+++ Provided passage +++

Though endorser sex has generally been viewed as influential (e.g., Erdogan 1999; McCracken 1989), hardly any study explicitly addressed this variable in empirical research. Most studies have investigated either female or male endorsers (for the only exception, see Freiden 1984). “The dearth of research on endorser gender effects is somewhat surprising as persuasion research shows that men and women respond differently to male and female communicators” (Bergkvist and Zhou 2016, p. 11). Hence, meta-analysis seems especially valuable (Lipsey and Wilson 2001). Assumptions about possible effects may be derived from studies on non-celebrity spokespersons. According to Kenton (1989), the credibility and persuasiveness of a spokesperson depends on four dimensions: goodwill and fairness (e.g., unselfishness), prestige (e.g., power, status), expertise (e.g., competence), and self-presentation (e.g., confidence). Research has revealed women to be higher ranking on goodwill and fairness, whereas men outperform women on the remaining dimensions (Kenton 1989). As a result, male spokespersons were frequently more persuasive than female ones (e.g., Cabalero et al. 1989; Whittaker 1965). Transferring this to the present context, consumers may perceive male celebrity endorsers as more credible due to higher levels of expertise and prestige (Cabalero et al. 1989). As a result, male celebrities are assumed to evoke stronger endorsements effects when compared to female ones.

H4: Male celebrity endorsers evoke stronger endorsement effects when compared to female ones.

Endorser type

No study has explicitly investigated different types of celebrity endorsers. Instead, studies have typically focused on only one type. For instance, studies have explored actors, models, musicians, athletes, or TV hosts (e.g., *Dean and Biswas 2001; *Frizzell 2011; *Pease and Brewer 2008; *Wheeler 2009; *Wei and Lu 2013). By joining the results of several studies, meta-analysis can provide information whether certain endorser types perform better than others do (Lipsey and Wilson 2001).

+++ Extracted data +++

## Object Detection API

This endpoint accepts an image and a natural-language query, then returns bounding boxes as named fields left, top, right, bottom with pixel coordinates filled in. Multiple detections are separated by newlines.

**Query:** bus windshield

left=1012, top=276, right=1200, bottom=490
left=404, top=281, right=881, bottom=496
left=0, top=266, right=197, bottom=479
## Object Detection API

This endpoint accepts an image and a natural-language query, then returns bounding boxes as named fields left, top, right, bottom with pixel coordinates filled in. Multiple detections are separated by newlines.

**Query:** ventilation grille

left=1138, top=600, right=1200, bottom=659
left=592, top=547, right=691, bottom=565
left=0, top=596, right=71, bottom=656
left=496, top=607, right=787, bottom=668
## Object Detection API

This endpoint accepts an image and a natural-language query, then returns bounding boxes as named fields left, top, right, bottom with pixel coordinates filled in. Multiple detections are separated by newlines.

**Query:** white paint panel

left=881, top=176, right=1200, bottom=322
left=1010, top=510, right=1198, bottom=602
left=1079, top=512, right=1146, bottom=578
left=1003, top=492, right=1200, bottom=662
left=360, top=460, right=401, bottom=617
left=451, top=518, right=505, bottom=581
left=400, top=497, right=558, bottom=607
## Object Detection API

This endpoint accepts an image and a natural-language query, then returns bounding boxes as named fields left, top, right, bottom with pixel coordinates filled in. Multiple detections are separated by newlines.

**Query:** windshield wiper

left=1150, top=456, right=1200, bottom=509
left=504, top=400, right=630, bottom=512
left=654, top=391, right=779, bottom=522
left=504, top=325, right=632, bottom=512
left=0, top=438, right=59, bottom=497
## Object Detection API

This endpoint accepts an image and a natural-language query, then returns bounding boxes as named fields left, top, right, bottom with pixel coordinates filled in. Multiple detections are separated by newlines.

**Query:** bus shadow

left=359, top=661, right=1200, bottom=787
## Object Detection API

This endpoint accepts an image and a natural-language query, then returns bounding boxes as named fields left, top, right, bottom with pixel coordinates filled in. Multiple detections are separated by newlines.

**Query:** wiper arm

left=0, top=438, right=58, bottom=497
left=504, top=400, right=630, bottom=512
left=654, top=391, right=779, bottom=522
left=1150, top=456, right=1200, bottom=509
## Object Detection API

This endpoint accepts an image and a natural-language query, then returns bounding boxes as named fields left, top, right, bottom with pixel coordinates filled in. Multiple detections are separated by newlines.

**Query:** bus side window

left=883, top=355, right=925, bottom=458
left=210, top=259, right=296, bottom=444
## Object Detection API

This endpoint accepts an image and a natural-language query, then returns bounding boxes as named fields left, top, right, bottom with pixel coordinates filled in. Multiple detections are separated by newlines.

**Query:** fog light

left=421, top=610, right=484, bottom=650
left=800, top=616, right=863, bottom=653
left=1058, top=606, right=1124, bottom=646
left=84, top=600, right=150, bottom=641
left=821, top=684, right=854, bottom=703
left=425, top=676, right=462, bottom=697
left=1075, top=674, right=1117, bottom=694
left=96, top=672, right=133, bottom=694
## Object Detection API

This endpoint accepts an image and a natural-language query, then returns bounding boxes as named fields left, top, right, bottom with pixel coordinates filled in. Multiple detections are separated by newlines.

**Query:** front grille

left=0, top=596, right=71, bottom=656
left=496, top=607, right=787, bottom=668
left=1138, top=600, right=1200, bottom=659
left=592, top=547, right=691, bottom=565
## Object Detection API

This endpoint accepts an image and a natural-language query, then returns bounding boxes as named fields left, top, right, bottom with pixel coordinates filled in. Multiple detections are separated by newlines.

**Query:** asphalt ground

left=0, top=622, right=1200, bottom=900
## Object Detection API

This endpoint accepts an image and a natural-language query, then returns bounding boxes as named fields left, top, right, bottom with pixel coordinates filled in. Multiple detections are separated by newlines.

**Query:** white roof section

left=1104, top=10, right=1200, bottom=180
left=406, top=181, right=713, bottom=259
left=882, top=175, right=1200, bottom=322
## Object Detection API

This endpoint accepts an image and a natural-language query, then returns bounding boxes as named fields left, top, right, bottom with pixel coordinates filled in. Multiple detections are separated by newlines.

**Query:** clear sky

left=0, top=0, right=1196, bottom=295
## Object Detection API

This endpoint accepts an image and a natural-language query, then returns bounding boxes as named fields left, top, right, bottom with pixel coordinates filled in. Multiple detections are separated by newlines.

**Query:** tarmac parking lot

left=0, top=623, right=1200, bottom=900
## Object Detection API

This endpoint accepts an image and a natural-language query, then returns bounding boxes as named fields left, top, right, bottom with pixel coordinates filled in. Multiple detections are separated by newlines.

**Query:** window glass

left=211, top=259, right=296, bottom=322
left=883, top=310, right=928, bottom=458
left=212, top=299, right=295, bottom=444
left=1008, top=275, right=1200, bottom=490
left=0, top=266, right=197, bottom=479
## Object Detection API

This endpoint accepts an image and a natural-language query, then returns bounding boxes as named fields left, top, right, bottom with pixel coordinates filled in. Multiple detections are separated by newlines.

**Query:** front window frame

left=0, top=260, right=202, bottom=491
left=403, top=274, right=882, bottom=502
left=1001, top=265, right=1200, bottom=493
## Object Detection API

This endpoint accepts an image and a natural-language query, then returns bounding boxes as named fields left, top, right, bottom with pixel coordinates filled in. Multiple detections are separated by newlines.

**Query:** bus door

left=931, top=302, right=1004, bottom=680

+++

▶ What the task asks
Revise the passage on celebrity endorsers from "H4: Male celebrity" up to and including "do (Lipsey and Wilson 2001).", and write it out again with "TV hosts" replaced by "news anchors".

▶ The result
H4: Male celebrity endorsers evoke stronger endorsement effects when compared to female ones.

Endorser type

No study has explicitly investigated different types of celebrity endorsers. Instead, studies have typically focused on only one type. For instance, studies have explored actors, models, musicians, athletes, or news anchors (e.g., *Dean and Biswas 2001; *Frizzell 2011; *Pease and Brewer 2008; *Wheeler 2009; *Wei and Lu 2013). By joining the results of several studies, meta-analysis can provide information whether certain endorser types perform better than others do (Lipsey and Wilson 2001).